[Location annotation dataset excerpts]
________________________________________

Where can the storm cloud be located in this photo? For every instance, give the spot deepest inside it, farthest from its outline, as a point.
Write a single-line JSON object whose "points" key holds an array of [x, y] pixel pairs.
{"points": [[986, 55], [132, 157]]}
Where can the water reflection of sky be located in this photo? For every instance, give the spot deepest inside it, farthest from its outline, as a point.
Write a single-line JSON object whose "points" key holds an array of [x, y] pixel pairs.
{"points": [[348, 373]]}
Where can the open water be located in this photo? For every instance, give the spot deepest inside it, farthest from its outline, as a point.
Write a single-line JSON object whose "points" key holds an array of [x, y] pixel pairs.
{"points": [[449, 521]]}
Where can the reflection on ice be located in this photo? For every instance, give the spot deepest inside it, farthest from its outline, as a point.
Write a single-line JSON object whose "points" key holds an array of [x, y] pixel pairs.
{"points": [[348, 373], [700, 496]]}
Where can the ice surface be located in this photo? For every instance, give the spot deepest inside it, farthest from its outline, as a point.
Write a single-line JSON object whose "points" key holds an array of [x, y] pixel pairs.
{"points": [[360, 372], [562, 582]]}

________________________________________

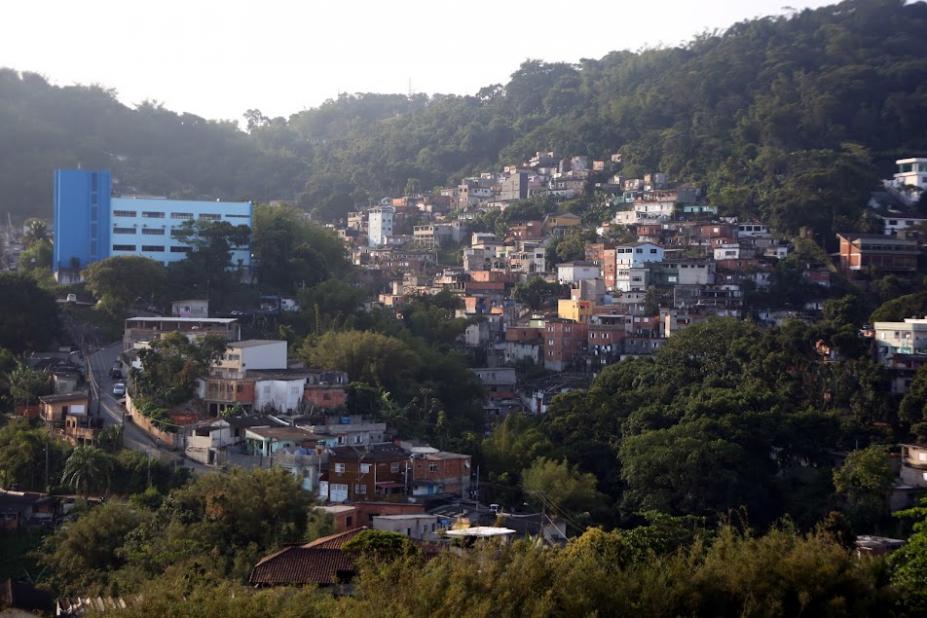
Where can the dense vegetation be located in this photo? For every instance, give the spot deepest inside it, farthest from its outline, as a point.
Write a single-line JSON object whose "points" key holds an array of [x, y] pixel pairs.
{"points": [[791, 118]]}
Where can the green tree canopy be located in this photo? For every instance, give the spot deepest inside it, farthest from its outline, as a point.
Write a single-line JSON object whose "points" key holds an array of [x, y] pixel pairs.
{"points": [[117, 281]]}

________________________________________

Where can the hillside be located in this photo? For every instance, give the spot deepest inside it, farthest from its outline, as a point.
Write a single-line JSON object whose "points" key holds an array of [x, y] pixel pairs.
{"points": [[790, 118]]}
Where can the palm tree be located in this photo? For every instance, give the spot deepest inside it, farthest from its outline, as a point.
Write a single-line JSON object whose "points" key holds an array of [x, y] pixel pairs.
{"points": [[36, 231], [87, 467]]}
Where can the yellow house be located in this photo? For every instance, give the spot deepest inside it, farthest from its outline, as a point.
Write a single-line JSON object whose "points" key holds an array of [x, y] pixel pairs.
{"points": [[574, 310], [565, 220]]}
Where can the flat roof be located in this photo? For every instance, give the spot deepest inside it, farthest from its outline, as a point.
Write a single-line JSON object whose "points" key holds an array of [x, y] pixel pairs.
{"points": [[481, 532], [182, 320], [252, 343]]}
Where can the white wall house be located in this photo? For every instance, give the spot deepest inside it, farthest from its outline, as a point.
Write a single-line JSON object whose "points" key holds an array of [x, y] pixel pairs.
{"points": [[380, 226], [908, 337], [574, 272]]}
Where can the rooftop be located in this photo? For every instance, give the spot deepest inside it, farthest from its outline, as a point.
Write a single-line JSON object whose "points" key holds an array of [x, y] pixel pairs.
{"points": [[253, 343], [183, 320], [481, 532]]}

________________________________________

WHAT IS EXPECTED: Pull out every line above that contains the word "reflection", treating uppercase and lowercase letters as different.

RESULT OF THIS EXERCISE:
Where can the water reflection of sky be located in this photo? For every instance, give the spot deepest inside it, farthest from its outline, as a point.
Where can the reflection on ice be located in this photo? For every instance, give the spot deepest inside it, farthest from its outline, as a point.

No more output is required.